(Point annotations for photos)
────
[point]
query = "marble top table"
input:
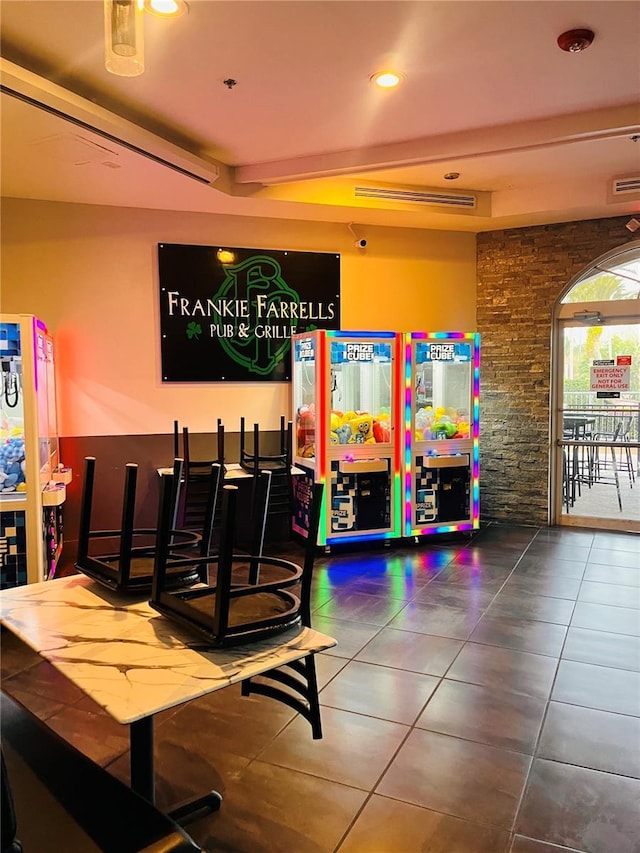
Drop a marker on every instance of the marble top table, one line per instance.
(132, 661)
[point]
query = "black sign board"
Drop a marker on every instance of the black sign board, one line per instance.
(228, 314)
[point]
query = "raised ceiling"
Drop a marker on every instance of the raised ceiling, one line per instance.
(537, 134)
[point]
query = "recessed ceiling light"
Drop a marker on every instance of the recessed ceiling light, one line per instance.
(226, 256)
(166, 8)
(386, 79)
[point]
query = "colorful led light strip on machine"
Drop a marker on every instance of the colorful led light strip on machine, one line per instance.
(322, 417)
(396, 530)
(474, 337)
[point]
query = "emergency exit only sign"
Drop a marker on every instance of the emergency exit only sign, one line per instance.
(610, 376)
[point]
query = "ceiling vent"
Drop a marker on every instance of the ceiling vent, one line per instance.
(430, 197)
(624, 186)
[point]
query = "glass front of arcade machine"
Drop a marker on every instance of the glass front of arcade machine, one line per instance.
(13, 485)
(363, 456)
(442, 428)
(32, 482)
(305, 391)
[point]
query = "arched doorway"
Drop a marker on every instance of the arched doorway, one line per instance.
(595, 422)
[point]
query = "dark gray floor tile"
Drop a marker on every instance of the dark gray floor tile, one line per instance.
(608, 540)
(389, 826)
(589, 738)
(529, 845)
(612, 557)
(553, 587)
(480, 783)
(439, 620)
(351, 636)
(581, 809)
(625, 575)
(561, 549)
(411, 651)
(522, 605)
(269, 809)
(548, 535)
(504, 669)
(454, 595)
(359, 607)
(334, 757)
(616, 595)
(599, 687)
(541, 566)
(327, 666)
(379, 691)
(390, 586)
(527, 635)
(600, 647)
(484, 714)
(603, 617)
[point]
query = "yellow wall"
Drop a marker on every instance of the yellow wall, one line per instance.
(91, 274)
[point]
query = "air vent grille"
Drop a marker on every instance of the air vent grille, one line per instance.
(621, 186)
(466, 202)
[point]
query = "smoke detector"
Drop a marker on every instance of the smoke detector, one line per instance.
(573, 41)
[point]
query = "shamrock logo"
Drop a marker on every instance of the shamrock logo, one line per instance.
(194, 330)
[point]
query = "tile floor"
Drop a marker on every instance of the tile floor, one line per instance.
(484, 698)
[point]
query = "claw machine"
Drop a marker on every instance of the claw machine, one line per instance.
(347, 433)
(442, 386)
(32, 478)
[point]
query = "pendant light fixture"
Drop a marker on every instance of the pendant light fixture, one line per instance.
(124, 40)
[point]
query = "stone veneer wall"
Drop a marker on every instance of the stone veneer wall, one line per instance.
(521, 272)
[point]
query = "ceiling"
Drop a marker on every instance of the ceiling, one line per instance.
(537, 134)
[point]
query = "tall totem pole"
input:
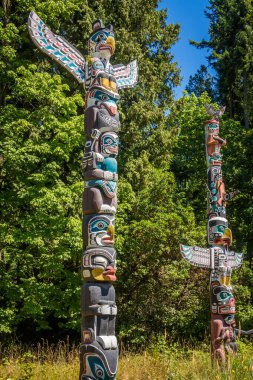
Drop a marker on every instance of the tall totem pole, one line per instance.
(99, 350)
(218, 258)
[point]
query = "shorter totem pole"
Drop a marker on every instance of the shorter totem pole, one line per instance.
(218, 258)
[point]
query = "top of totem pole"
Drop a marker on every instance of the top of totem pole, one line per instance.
(216, 114)
(101, 42)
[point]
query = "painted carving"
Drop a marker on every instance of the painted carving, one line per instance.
(218, 258)
(99, 351)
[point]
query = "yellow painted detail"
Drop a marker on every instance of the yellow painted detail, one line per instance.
(97, 273)
(111, 41)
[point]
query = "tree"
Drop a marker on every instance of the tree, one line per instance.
────
WHAT NEEDS TO BE DONE:
Reproduce the listing word for word and omit its pictures.

REPLY TO THE TASK:
[point]
query = "marble top table"
input:
Drop a marker on every instance of the marble top table, one line per instance.
(132, 661)
[point]
query = "black sign board"
Drop a marker on every instance of the black sign board, one line per instance.
(228, 314)
[point]
query = "raised ceiling"
Drop a marker on every instance of the raised ceiling, one line per instance.
(537, 134)
[point]
query = "recessed ceiling light"
Drop a marker on every instance of the recessed ceiling light, one line per instance.
(226, 256)
(166, 8)
(386, 79)
[point]
query = "colorful led light strip on machine"
Drop a marker on every instance of the colorful led light strip on machine, one line per instance.
(322, 417)
(396, 530)
(474, 337)
[point]
query = "emergency exit only sign"
Drop a marker on every instance of the emergency exit only sign, one line per instance.
(610, 376)
[point]
query = "ceiling vent"
Drop a marker on every instance of the ceiling vent, one line per instance.
(430, 197)
(624, 186)
[point]
query = "glass front of arcade machine"
Drop a marker on every instance of the glass front of arcade machine, one line per instance.
(13, 485)
(363, 456)
(442, 428)
(32, 482)
(305, 391)
[point]
query = "arched doorway"
Drop a marker on every instance of the arched doorway, one line per instance.
(595, 422)
[point]
query = "dark gray floor tile"
Drop a marker on every instance of the dark gray floor tile, one line per instance.
(608, 540)
(389, 826)
(589, 738)
(529, 845)
(612, 557)
(553, 587)
(480, 783)
(439, 620)
(351, 636)
(581, 809)
(625, 575)
(561, 549)
(411, 651)
(522, 605)
(269, 809)
(548, 535)
(504, 669)
(454, 595)
(359, 607)
(334, 757)
(616, 595)
(599, 687)
(541, 566)
(327, 666)
(379, 691)
(390, 586)
(527, 635)
(600, 647)
(484, 714)
(603, 617)
[point]
query = "yellow wall"
Drop a marker on every instance of the yellow wall, one line per instance.
(91, 274)
[point]
query = "air vent grille"
Drop a marker on every instance of the air vent grille, one line per instance.
(621, 186)
(466, 202)
[point]
query = "smoke detector"
Drop a marker on every instance of the smoke detector, one line per instance.
(573, 41)
[point]
query = "shamrock logo"
Drop a marker on every instance of the shamrock logo, one line per instance.
(194, 330)
[point]
query = "tile floor"
Drop a marker on every instance of the tile floor, one line per instance.
(484, 698)
[point]
query = "claw machine"
Drop a marker on every instance of the claw machine, one line per instance.
(347, 433)
(442, 386)
(32, 478)
[point]
query = "pendant light fixture"
Drop a marker on every instance of the pendant light fixture, one line per instance.
(124, 40)
[point]
query = "stone veneer wall"
Drop a marker on every instance of the stone veneer wall, one line per instance.
(521, 272)
[point]
query = "ceiling"
Drop a marker on every instance of the ceiling, one line per instance.
(537, 134)
[point]
query = "tall totem pole"
input:
Drop a marker on every instance of the tall totem pole, one line per instance.
(99, 350)
(218, 258)
[point]
query = "shorter totem pole"
Drop a marker on every instance of the shorter totem pole, one line per instance.
(218, 258)
[point]
query = "top of totem pole"
Drop a marker on every instance of the top of totem pole, one line per instance.
(216, 114)
(101, 42)
[point]
query = "painted carving"
Drop a marker on every instance of the painted carving, one line per instance.
(218, 258)
(99, 351)
[point]
query = "yellow painted detail"
Drop a marker on every instance of the yellow painted detail, one line per instance.
(97, 273)
(111, 41)
[point]
query = "tree"
Drop a marker on every instance of the tree, one line per instance.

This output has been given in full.